[Exercise task]: Can you echo, word for word, the lines of the material below between the one holding "Step one of the annotation pipeline: locate the crane mast" and the one holding "732 118 831 253", inclusive?

[Exercise input]:
--

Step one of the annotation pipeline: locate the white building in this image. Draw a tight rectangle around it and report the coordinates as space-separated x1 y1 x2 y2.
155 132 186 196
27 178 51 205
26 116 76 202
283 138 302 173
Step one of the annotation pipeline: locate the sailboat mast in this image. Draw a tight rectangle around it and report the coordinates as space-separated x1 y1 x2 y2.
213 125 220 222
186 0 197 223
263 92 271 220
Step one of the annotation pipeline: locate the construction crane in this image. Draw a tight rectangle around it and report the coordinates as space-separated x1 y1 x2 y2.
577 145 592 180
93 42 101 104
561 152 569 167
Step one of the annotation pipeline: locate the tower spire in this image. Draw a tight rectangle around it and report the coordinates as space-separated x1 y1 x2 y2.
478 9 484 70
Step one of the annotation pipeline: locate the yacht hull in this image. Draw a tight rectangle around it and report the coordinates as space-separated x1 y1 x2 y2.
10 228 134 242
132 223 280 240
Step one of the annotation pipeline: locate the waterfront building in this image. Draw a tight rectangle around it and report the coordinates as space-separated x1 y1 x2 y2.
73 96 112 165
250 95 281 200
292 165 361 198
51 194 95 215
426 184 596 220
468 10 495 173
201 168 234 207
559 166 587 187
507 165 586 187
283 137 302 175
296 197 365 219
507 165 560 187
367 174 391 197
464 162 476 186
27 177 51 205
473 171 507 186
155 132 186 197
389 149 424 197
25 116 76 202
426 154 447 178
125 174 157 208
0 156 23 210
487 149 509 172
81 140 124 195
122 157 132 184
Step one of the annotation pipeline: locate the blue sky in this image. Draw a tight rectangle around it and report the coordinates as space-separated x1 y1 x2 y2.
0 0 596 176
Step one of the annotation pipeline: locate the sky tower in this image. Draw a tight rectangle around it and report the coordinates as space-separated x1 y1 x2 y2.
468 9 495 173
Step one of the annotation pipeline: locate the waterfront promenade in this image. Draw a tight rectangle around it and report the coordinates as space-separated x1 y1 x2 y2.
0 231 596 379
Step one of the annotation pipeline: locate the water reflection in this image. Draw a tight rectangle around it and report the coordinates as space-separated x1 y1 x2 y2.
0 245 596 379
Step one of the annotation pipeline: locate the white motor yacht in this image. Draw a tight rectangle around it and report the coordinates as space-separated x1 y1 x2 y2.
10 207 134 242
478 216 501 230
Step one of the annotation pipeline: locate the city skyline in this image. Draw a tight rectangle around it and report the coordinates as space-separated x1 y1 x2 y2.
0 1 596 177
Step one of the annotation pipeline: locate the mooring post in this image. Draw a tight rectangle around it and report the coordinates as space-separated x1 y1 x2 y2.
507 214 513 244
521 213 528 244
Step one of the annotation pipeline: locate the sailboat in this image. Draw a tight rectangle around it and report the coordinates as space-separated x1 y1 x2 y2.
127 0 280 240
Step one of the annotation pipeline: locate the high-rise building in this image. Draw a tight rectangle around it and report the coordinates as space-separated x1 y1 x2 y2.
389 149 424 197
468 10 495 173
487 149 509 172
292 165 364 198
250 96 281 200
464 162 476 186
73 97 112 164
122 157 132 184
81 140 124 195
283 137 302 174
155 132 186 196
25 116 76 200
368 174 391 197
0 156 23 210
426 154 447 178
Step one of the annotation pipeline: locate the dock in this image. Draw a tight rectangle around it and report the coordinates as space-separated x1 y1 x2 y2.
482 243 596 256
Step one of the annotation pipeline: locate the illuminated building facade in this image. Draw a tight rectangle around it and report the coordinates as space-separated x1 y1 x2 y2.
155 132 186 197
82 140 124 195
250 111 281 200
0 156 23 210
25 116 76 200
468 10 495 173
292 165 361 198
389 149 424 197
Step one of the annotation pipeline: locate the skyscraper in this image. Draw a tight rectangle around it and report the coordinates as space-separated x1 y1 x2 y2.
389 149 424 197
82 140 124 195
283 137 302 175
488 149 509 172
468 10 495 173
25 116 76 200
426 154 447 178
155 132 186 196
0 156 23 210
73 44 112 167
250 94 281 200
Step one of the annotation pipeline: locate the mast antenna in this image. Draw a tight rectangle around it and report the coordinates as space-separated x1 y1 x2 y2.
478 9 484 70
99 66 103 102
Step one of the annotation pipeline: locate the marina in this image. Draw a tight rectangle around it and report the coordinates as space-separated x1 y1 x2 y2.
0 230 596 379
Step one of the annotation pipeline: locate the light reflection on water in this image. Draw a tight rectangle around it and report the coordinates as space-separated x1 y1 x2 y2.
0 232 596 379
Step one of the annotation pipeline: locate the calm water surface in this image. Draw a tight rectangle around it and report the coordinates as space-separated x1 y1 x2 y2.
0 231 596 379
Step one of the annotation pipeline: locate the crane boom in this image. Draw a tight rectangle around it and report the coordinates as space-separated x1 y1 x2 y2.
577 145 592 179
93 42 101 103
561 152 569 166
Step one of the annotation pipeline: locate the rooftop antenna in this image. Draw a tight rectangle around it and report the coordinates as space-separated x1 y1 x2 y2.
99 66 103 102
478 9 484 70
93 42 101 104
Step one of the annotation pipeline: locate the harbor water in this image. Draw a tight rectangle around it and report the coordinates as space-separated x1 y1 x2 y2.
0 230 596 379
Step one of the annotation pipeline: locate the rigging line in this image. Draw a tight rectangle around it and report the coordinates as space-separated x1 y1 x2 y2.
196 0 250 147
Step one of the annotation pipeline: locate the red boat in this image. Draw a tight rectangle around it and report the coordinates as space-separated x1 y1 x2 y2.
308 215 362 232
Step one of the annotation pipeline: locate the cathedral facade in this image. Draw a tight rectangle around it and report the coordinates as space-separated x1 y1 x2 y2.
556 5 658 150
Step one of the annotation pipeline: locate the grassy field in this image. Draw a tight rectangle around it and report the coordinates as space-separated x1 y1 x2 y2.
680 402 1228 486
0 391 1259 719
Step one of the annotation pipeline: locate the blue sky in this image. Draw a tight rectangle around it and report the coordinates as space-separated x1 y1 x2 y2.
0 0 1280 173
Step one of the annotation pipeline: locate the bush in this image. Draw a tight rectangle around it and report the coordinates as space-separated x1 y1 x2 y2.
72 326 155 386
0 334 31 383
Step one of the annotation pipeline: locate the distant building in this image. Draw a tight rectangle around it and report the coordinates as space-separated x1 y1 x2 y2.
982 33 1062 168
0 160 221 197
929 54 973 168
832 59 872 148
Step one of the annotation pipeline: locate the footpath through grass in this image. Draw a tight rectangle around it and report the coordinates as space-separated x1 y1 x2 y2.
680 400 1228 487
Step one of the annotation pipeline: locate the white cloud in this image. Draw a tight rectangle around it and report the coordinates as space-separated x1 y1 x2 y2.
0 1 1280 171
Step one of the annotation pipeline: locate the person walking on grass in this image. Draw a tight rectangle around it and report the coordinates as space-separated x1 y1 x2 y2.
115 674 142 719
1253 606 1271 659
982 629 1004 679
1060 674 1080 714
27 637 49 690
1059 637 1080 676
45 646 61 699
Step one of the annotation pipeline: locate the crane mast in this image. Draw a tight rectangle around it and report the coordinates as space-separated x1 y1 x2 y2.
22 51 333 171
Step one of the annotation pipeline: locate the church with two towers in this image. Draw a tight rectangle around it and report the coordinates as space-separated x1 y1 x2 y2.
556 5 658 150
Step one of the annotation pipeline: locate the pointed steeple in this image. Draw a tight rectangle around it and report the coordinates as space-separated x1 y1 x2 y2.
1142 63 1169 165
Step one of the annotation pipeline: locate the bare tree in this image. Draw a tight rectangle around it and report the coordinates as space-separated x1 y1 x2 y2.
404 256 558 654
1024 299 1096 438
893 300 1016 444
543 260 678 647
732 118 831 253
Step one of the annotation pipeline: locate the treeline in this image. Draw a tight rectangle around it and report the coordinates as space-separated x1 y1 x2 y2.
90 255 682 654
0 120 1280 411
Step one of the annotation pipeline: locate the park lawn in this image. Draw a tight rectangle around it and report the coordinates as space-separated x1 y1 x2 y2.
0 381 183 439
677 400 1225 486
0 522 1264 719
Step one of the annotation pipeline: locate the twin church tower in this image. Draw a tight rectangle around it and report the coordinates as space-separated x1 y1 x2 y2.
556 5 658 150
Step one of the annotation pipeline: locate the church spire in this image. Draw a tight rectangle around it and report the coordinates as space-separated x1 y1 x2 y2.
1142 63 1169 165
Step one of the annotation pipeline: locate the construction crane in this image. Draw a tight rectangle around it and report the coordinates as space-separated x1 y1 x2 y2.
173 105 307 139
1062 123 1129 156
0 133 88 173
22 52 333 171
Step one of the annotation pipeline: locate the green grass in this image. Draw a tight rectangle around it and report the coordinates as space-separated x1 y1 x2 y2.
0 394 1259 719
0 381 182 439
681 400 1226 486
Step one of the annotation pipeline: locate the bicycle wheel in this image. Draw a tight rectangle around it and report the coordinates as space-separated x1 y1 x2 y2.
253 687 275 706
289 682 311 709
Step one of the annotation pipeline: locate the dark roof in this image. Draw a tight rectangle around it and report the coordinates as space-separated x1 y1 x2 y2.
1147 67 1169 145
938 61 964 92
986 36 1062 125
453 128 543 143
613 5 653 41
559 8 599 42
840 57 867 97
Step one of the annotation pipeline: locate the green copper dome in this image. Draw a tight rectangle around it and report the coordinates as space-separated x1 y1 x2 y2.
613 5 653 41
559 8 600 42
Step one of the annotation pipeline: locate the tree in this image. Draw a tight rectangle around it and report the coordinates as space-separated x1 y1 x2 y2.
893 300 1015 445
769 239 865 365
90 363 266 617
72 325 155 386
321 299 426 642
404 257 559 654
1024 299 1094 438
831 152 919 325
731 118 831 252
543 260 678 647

--

[Task answer]:
Step one of the annotation pipeline: locate the crane mast in this image. Draw a tight rectangle around it and report the coordinates as space-separated x1 y1 x2 y2.
22 51 333 171
Step one of the annotation pipeline: locate the church with two towers in this image. Draw a tight rectangle around it and report the coordinates as space-separated x1 y1 x2 y2.
556 5 658 150
Step one of the annotation pipeline: locate the pointed steeple in this image. Draw a tight rectangle around it and report the coordinates as space-separated x1 y1 x2 y2.
1142 63 1169 165
Step one of the annotation pipeline: locate the bare tree in this image. Draw a tight rectangle around it and report the coordinates as space-separated x1 y1 x2 y2.
404 256 558 654
1024 299 1096 438
893 300 1016 444
543 260 678 647
732 118 831 253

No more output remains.